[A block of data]
=-=-=
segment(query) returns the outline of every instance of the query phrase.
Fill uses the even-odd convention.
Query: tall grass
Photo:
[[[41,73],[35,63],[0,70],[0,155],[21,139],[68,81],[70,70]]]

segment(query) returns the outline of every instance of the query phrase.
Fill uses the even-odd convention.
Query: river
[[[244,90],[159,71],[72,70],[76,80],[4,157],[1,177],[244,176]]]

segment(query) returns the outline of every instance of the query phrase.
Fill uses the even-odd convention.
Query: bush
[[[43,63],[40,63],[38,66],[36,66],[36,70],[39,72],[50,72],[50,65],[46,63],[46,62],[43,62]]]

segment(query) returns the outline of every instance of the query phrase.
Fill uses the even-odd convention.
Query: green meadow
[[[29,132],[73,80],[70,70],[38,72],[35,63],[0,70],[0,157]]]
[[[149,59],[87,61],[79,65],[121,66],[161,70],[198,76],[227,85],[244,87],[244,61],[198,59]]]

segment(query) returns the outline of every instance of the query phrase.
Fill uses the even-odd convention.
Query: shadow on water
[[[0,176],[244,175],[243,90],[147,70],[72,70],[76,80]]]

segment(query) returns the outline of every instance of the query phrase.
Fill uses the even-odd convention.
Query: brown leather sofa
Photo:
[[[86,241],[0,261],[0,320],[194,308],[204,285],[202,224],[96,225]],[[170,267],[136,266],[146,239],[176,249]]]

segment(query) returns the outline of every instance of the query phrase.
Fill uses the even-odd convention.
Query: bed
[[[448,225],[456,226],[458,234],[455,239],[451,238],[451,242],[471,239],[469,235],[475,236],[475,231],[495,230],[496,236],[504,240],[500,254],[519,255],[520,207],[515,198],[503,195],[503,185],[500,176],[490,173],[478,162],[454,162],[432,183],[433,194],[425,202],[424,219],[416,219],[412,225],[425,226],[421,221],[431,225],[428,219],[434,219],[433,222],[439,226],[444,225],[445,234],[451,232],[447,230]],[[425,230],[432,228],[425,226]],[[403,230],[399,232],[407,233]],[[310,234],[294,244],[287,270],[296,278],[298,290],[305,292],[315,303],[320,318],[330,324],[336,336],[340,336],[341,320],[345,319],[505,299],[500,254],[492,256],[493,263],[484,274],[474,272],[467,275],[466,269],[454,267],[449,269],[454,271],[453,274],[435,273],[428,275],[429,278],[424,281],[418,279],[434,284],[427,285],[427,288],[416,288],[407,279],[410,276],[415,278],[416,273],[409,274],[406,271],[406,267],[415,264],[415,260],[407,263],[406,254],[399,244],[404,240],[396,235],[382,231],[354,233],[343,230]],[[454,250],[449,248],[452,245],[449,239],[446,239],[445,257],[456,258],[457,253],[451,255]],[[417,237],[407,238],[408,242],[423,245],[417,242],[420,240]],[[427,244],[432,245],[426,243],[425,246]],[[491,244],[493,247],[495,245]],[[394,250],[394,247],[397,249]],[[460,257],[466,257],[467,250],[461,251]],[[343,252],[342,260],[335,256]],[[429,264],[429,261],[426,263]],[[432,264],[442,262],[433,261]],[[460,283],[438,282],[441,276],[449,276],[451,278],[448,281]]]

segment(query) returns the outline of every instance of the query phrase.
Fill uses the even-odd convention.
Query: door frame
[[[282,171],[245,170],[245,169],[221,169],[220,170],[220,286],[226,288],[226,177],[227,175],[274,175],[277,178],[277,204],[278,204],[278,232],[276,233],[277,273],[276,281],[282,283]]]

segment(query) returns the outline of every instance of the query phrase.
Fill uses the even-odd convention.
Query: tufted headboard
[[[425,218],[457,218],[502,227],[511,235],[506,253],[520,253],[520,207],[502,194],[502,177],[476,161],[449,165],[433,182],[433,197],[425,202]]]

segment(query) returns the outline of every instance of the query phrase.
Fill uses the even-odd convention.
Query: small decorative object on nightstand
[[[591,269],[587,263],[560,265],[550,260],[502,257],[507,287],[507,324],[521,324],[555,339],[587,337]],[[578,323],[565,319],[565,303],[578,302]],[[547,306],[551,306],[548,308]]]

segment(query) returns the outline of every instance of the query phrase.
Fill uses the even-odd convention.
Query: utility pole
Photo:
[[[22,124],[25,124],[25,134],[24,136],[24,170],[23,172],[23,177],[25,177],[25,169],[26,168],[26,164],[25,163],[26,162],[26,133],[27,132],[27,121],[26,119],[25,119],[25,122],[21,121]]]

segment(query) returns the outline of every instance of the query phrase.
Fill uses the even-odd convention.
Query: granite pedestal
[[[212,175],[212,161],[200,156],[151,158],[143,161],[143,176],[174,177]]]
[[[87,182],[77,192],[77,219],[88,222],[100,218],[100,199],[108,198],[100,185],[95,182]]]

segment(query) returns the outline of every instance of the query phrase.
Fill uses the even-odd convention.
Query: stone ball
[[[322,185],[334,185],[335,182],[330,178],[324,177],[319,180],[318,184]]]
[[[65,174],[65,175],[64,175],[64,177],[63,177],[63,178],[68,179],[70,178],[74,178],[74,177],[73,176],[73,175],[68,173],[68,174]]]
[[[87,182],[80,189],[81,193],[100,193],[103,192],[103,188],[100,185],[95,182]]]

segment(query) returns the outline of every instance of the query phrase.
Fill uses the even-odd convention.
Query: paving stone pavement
=-=-=
- **Your task**
Reproduce every line of the data above word for word.

- **Right answer**
segment(query) returns the outline of every instance of the query phrase.
Fill uses the even-odd convention.
Query: tall grass
Photo:
[[[41,73],[35,63],[0,70],[0,155],[21,139],[68,81],[70,70]]]

segment(query) returns the outline of every instance of the query phrase.
Fill uses the even-odd convention.
Query: river
[[[244,90],[159,71],[72,70],[76,80],[4,157],[1,177],[244,176]]]

segment(query) returns the outline of every instance of the query phrase.
Fill uses the even-odd convention.
Query: bush
[[[43,63],[40,63],[38,66],[36,66],[36,70],[39,72],[50,72],[50,65],[46,63],[46,62],[43,62]]]

segment(query) returns the outline of every instance of the query phrase.
Fill uses the even-odd convention.
Query: green meadow
[[[29,132],[73,80],[70,70],[38,72],[35,63],[0,70],[0,157]]]
[[[149,59],[87,61],[79,65],[121,66],[161,70],[198,76],[227,85],[244,87],[244,61],[198,59]]]

segment(query) returns the outline of every instance of the query phrase.
Fill uses the even-odd convention.
Query: shadow on water
[[[0,176],[244,175],[243,90],[147,70],[72,70],[76,80]]]

segment(query) returns the outline of every instance of the query phrase.
Fill uses the even-odd convention.
Query: brown leather sofa
Photo:
[[[86,241],[0,261],[0,320],[194,308],[204,285],[202,224],[96,225]],[[170,267],[136,266],[146,239],[176,249]]]

segment(query) returns the outline of every instance of the query phrase.
Fill uses the even-odd convention.
Query: bed
[[[448,225],[456,226],[458,234],[455,239],[451,238],[451,242],[471,239],[469,235],[475,236],[475,231],[495,230],[496,236],[504,240],[500,254],[519,255],[520,207],[515,198],[503,195],[503,185],[500,176],[490,173],[478,162],[454,162],[432,183],[433,194],[425,202],[424,219],[416,219],[412,225],[425,226],[421,221],[431,225],[428,219],[434,219],[433,222],[439,226],[444,225],[445,234],[451,232],[447,230]],[[425,230],[432,228],[425,226]],[[403,230],[399,232],[407,233]],[[310,234],[294,244],[287,270],[296,278],[298,290],[305,292],[315,303],[320,318],[330,324],[336,336],[340,336],[341,320],[345,319],[505,299],[500,254],[492,256],[493,263],[484,274],[474,272],[467,275],[466,269],[454,267],[449,269],[454,271],[453,274],[435,273],[428,275],[429,278],[424,281],[418,279],[434,284],[427,285],[427,288],[416,288],[407,279],[410,276],[415,278],[416,273],[409,274],[406,271],[406,267],[415,264],[415,260],[407,263],[406,254],[399,244],[404,240],[396,235],[382,231],[354,233],[343,230]],[[454,250],[449,248],[452,245],[449,239],[446,239],[445,257],[456,258],[457,253],[451,255]],[[417,237],[407,238],[408,242],[423,245],[417,242],[420,240]],[[427,244],[432,245],[426,243],[425,246]],[[491,244],[493,247],[495,245]],[[394,250],[394,247],[397,249]],[[460,257],[466,257],[467,250],[461,251]],[[343,252],[342,260],[335,256]],[[429,264],[429,261],[426,263]],[[432,264],[442,262],[433,261]],[[460,283],[438,282],[441,276],[449,276],[451,278],[448,281]]]

segment(query) returns the outline of every instance of the query phrase.
Fill uses the even-odd convention.
Query: door frame
[[[282,171],[245,170],[245,169],[221,169],[220,170],[220,286],[226,288],[226,177],[227,175],[274,175],[277,178],[277,204],[278,204],[278,232],[276,233],[277,273],[276,281],[282,283]]]

segment(query) returns the outline of every instance of the query phrase.
Fill uses the even-odd convention.
Query: tufted headboard
[[[425,218],[457,218],[502,227],[511,235],[506,253],[520,253],[520,207],[502,194],[502,177],[476,161],[449,165],[433,182],[433,197],[425,202]]]

segment(query) returns the outline of every instance of the query phrase.
Fill uses the even-odd convention.
Query: small decorative object on nightstand
[[[591,269],[587,263],[560,265],[550,260],[502,257],[507,287],[507,324],[521,324],[555,339],[587,337]],[[578,323],[565,319],[565,303],[578,302]],[[547,306],[551,306],[548,308]]]

segment(query) returns the outline of every instance of the query phrase.
Fill uses the even-odd convention.
Query: utility pole
Photo:
[[[22,124],[25,124],[25,134],[24,136],[24,170],[23,172],[23,177],[25,177],[25,169],[26,168],[26,164],[25,163],[26,162],[26,133],[27,132],[27,121],[26,119],[25,119],[25,122],[21,121]]]

segment(query) returns the outline of every instance of the query phrase.
Fill uses the even-odd convention.
Query: granite pedestal
[[[212,175],[212,161],[200,156],[151,158],[143,161],[143,176],[174,177]]]
[[[87,182],[77,192],[77,219],[88,222],[100,218],[100,199],[108,198],[100,185],[95,182]]]

segment(query) returns the outline of every instance of the query phrase.
Fill uses the even-odd convention.
Query: stone ball
[[[322,185],[334,185],[335,182],[330,178],[324,177],[319,180],[318,184]]]
[[[65,174],[65,175],[64,175],[64,177],[63,177],[63,178],[68,179],[70,178],[74,178],[74,177],[73,176],[73,175],[68,173],[68,174]]]
[[[87,182],[80,189],[81,193],[100,193],[103,192],[103,188],[100,185],[95,182]]]

segment(query) returns the outline of every instance of the query phrase.
Fill uses the even-odd convention.
Query: paving stone pavement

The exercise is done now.